#### Written exercise
Please turn the part of the data that opens with the line containing "form: point(156, 162)." and closes with the line containing "point(95, 27)", both lines included, into a two-column CSV with the headers instruction and points. Give one row for each instruction and its answer, putting each field in quotes and replacing line breaks with spaces.

Items from a data source
*****

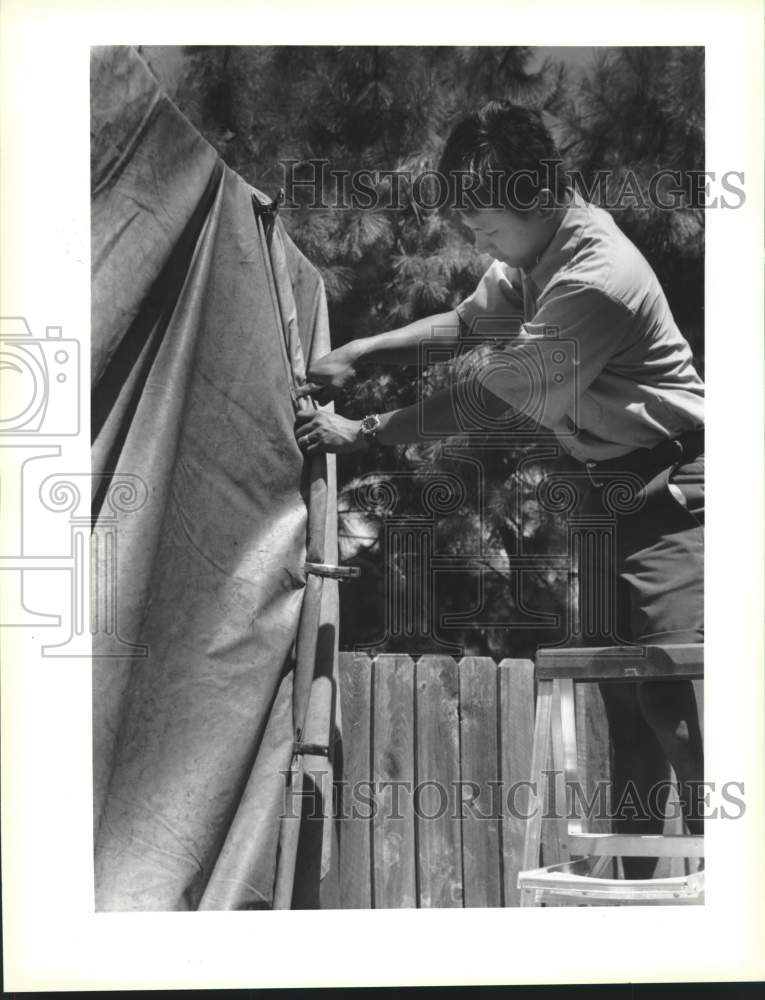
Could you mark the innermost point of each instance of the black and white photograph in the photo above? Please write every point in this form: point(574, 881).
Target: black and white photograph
point(383, 569)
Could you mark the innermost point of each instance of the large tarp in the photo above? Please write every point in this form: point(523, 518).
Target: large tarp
point(203, 316)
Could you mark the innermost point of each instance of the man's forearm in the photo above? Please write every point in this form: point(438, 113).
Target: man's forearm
point(402, 346)
point(432, 417)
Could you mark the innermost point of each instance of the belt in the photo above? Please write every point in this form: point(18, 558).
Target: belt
point(685, 448)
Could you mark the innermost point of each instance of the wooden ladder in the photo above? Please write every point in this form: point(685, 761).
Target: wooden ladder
point(579, 877)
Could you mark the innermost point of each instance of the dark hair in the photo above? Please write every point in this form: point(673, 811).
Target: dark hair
point(501, 156)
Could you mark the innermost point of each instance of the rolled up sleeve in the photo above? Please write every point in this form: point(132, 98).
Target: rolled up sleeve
point(543, 369)
point(495, 307)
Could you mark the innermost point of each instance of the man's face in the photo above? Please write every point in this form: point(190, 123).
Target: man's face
point(513, 237)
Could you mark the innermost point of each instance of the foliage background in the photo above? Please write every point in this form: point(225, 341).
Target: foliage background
point(382, 108)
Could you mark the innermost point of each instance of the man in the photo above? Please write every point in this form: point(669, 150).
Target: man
point(574, 300)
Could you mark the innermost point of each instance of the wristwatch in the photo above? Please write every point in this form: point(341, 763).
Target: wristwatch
point(370, 426)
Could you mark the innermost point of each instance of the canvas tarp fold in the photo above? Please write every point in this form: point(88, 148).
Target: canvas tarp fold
point(201, 326)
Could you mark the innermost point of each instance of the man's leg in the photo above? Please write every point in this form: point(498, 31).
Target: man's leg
point(663, 568)
point(639, 772)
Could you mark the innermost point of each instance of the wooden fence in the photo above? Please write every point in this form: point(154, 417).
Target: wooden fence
point(435, 754)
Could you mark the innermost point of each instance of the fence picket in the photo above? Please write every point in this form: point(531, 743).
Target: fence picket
point(479, 753)
point(516, 685)
point(393, 762)
point(439, 840)
point(356, 823)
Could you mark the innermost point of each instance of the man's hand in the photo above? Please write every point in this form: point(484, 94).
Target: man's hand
point(328, 375)
point(318, 431)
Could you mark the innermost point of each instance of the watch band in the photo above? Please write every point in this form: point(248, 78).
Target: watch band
point(370, 426)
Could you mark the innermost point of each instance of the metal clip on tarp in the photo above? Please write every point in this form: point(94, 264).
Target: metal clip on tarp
point(267, 213)
point(341, 573)
point(313, 748)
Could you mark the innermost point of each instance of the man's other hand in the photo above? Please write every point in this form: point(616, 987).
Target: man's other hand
point(327, 376)
point(318, 431)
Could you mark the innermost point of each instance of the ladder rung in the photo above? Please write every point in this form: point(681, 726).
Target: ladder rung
point(637, 845)
point(622, 663)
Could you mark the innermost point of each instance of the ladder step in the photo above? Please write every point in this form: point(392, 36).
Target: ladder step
point(655, 845)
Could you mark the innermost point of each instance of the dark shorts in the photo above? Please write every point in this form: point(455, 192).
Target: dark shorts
point(653, 570)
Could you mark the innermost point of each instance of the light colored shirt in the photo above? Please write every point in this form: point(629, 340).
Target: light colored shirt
point(590, 348)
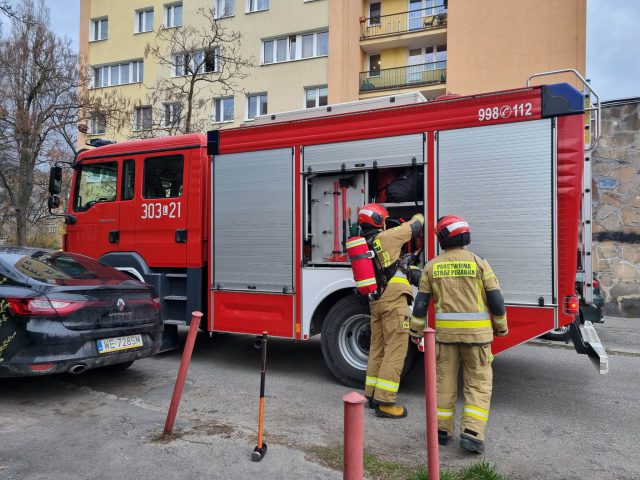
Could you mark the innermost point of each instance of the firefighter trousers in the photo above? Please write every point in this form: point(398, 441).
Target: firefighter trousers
point(388, 350)
point(477, 378)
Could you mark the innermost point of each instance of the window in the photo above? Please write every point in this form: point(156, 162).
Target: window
point(171, 114)
point(374, 13)
point(119, 74)
point(224, 8)
point(96, 182)
point(163, 177)
point(257, 5)
point(256, 105)
point(223, 110)
point(315, 97)
point(374, 65)
point(97, 124)
point(198, 62)
point(173, 15)
point(128, 179)
point(99, 29)
point(143, 117)
point(144, 20)
point(295, 47)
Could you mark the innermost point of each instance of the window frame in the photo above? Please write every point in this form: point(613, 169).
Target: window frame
point(141, 14)
point(258, 97)
point(317, 90)
point(139, 127)
point(170, 15)
point(293, 47)
point(218, 106)
point(95, 27)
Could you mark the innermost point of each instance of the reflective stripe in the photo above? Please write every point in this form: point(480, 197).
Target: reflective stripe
point(387, 385)
point(366, 282)
point(400, 280)
point(371, 381)
point(463, 324)
point(476, 412)
point(445, 413)
point(462, 316)
point(353, 243)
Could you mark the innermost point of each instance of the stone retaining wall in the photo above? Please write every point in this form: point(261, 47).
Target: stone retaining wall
point(616, 207)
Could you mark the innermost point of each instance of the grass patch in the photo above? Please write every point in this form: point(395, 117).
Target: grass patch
point(478, 471)
point(376, 469)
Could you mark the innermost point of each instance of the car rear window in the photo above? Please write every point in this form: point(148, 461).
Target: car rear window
point(63, 268)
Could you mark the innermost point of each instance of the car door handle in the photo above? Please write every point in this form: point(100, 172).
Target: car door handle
point(181, 236)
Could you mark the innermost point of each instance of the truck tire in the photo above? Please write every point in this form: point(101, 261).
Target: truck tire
point(345, 341)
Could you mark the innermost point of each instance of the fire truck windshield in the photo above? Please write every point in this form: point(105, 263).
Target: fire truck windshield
point(96, 182)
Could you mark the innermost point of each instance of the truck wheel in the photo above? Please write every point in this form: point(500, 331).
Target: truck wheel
point(345, 340)
point(559, 335)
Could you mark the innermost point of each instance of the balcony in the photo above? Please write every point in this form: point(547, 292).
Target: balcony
point(402, 77)
point(405, 22)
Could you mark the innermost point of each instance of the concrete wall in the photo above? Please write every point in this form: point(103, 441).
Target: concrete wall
point(616, 207)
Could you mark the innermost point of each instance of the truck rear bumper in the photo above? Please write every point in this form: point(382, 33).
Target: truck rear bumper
point(586, 341)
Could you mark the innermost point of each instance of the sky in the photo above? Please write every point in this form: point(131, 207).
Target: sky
point(613, 42)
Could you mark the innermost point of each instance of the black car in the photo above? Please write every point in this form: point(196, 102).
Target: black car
point(62, 312)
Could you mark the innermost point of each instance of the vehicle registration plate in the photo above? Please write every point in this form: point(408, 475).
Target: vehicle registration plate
point(108, 345)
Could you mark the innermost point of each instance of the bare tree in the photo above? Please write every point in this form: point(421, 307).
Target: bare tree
point(42, 90)
point(198, 58)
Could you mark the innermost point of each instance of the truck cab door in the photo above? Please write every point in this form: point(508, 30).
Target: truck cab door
point(95, 204)
point(161, 217)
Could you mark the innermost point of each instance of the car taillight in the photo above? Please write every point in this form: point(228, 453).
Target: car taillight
point(571, 305)
point(42, 306)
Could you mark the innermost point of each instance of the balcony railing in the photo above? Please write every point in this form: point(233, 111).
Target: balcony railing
point(413, 21)
point(400, 77)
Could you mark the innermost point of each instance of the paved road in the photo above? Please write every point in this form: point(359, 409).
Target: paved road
point(553, 417)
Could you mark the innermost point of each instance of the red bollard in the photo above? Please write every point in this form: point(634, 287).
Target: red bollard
point(431, 395)
point(353, 436)
point(182, 373)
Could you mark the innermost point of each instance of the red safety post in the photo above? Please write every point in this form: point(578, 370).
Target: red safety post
point(431, 396)
point(353, 436)
point(182, 373)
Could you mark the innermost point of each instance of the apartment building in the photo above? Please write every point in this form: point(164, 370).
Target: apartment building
point(310, 53)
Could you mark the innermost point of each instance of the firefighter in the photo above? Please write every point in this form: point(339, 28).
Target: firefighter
point(389, 310)
point(470, 310)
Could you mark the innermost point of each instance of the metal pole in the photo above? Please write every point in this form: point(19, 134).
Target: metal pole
point(353, 436)
point(431, 396)
point(182, 373)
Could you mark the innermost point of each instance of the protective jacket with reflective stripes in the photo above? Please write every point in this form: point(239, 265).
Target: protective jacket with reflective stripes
point(458, 280)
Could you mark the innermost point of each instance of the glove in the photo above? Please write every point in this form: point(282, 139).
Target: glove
point(415, 274)
point(419, 217)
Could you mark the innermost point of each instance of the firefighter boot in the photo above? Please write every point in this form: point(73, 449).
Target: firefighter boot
point(390, 411)
point(443, 437)
point(470, 442)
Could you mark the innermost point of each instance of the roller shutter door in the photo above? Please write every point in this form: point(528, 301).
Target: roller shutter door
point(500, 179)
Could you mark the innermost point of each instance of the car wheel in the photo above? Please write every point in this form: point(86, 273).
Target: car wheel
point(559, 335)
point(345, 341)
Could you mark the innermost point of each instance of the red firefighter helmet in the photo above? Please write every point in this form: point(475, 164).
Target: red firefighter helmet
point(372, 214)
point(453, 231)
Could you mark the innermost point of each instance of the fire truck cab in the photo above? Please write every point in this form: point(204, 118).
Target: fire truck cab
point(249, 224)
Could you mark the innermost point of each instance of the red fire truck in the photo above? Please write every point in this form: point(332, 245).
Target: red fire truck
point(248, 224)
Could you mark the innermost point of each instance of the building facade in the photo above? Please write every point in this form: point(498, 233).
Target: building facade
point(309, 53)
point(616, 207)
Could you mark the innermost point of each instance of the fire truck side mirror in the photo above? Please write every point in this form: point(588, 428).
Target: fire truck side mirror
point(54, 202)
point(55, 181)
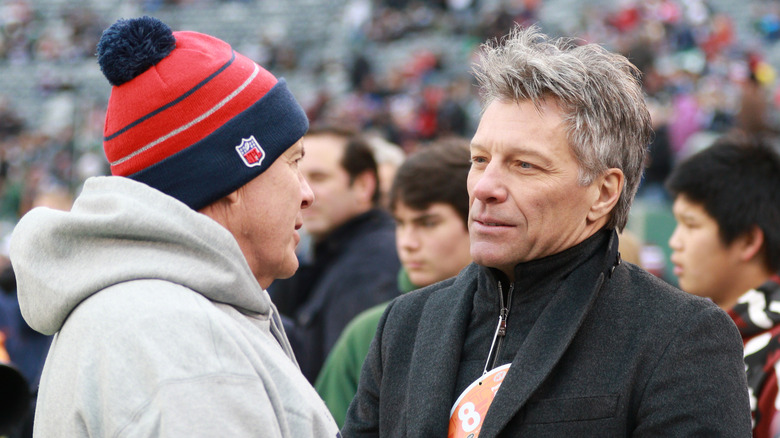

*****

#### Output of the exercise
instruction,points
"Could you mark the innermost point of each instance of the window in the photo above? Please write every point in this form: point(156, 162). Target: window","point(171, 114) point(374, 13) point(119, 74) point(224, 8) point(96, 182) point(163, 177) point(257, 5) point(256, 105) point(223, 110) point(315, 97) point(374, 65) point(97, 124) point(198, 62) point(173, 15) point(128, 179) point(99, 29) point(143, 117) point(144, 20) point(295, 47)"
"Could you mark the innermost point of each instance of the window frame in the photo above? Please write every point in this form: point(613, 169). Target: window frame","point(141, 14) point(258, 97) point(317, 90) point(139, 127) point(170, 15) point(293, 47) point(218, 106) point(95, 27)"